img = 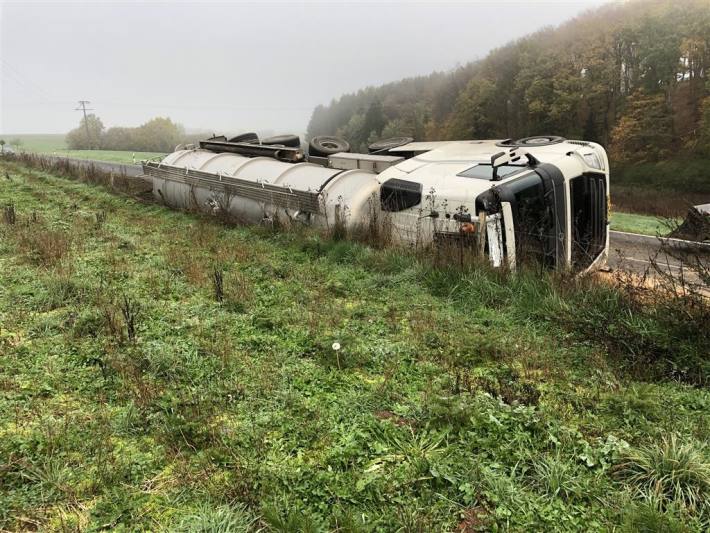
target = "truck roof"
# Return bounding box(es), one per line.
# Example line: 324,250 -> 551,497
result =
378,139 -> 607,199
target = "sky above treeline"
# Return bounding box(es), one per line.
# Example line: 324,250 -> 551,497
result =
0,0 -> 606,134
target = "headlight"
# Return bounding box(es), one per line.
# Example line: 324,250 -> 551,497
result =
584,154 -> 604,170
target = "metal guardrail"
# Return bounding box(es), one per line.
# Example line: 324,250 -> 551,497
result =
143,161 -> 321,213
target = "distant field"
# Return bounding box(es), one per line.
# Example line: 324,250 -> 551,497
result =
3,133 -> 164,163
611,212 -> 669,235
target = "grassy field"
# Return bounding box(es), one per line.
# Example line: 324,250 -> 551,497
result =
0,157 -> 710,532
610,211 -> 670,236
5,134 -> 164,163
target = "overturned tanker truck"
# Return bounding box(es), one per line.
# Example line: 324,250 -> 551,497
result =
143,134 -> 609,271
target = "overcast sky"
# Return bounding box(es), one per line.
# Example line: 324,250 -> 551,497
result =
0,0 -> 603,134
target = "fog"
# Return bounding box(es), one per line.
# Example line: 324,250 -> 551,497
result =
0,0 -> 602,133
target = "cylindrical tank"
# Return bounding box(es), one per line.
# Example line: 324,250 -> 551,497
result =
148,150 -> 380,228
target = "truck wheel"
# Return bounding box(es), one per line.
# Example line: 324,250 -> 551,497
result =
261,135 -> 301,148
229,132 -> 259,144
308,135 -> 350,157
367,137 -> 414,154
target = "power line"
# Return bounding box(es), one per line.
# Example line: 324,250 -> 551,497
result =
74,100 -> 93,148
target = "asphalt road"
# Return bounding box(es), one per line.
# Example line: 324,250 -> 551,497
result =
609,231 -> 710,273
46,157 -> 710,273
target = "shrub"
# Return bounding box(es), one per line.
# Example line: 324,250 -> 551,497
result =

* Work to be completed *
Please rewrite the part that opens at the very start of the items and closes with the line containing "143,161 -> 321,213", both ends included, and offset every bounding box coordinate in the answers by 25. Leave the pictures out.

* Result of the exercise *
img = 
target = "truck roof"
# Return bounding box(es), one per line.
# Example line: 324,250 -> 551,497
result =
403,164 -> 632,224
target = "sky above treeline"
# Return bounding box(es), one per line.
# Example line: 324,250 -> 551,497
result =
25,25 -> 631,159
target = "headlight"
# Return bounding box(es), one per line.
# Example line: 324,250 -> 551,497
result =
609,179 -> 629,195
target = "metal guardrail"
# Return bounding box(es), one per line.
# Example line: 324,250 -> 551,497
result =
168,186 -> 346,238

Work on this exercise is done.